- LISTED RECORDS:
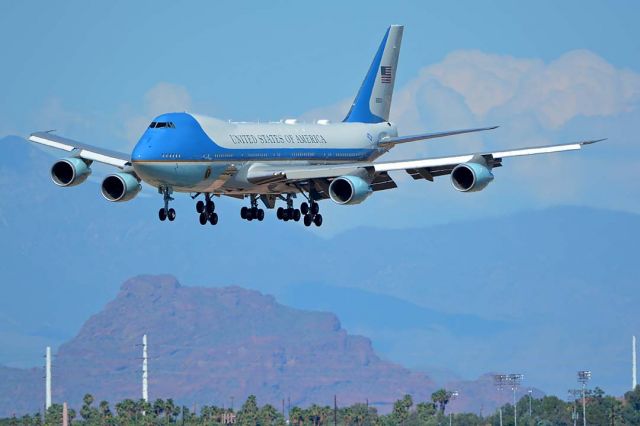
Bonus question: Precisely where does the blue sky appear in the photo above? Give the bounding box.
[0,1,640,402]
[0,1,640,233]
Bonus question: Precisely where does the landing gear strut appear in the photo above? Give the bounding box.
[300,199,322,226]
[196,193,218,225]
[276,194,301,222]
[158,186,176,222]
[240,194,264,222]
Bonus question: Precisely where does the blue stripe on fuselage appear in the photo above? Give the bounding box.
[131,113,377,162]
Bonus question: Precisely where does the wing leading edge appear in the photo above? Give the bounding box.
[28,132,131,169]
[248,139,605,182]
[379,126,499,147]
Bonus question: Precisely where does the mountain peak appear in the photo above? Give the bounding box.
[120,275,182,296]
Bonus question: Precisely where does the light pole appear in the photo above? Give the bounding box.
[569,389,582,426]
[493,374,507,426]
[449,391,460,426]
[507,373,524,426]
[578,370,591,426]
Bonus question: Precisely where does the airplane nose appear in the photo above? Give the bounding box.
[131,136,151,161]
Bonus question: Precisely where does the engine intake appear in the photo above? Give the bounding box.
[329,175,371,204]
[51,157,91,186]
[102,173,142,202]
[451,163,493,192]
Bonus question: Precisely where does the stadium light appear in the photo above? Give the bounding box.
[578,370,591,426]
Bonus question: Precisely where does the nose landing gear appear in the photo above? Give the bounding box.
[158,186,176,222]
[276,194,302,222]
[240,194,264,222]
[196,193,218,225]
[300,200,322,226]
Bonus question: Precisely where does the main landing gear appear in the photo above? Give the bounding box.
[240,194,264,222]
[300,200,322,226]
[196,194,218,225]
[276,194,301,222]
[276,194,322,226]
[158,186,176,222]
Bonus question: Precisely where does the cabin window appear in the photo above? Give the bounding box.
[149,121,176,129]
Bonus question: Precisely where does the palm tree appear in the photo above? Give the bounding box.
[431,389,451,413]
[289,407,306,426]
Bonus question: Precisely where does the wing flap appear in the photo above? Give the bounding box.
[29,132,131,169]
[373,139,605,176]
[380,126,499,146]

- TASK DETAILS: Reproduce verbatim the stretch of the entries from the line containing "Bonus question: Precisely where does the stadium" through the last line of the entries, both included.

- THE REPLY:
Bonus question: Precisely where does the stadium light appear in the photo above? Give the bounding box.
[578,370,591,426]
Bonus question: Precisely where does the nose landing gear appear in the photo above? Give the bounding box.
[158,186,176,222]
[276,194,302,222]
[240,194,264,222]
[196,193,218,225]
[300,200,322,226]
Bonus question: Precisely where does the main landing gear appear in the photo above? Give the bounding box.
[240,194,264,222]
[300,200,322,226]
[196,194,218,225]
[276,194,301,222]
[276,194,322,226]
[158,186,176,222]
Bonus question: Precisely where does the cabin window appear in the photo above? Give the bounding box.
[149,121,176,129]
Bonus question: Precisely where does the palm tree appear in the photo above? Give the bounding box.
[431,389,451,413]
[289,407,306,426]
Bonus question: Precisely where does the wing flap appear in the photo above? Give the bounding box.
[29,132,131,169]
[373,139,605,176]
[380,126,499,146]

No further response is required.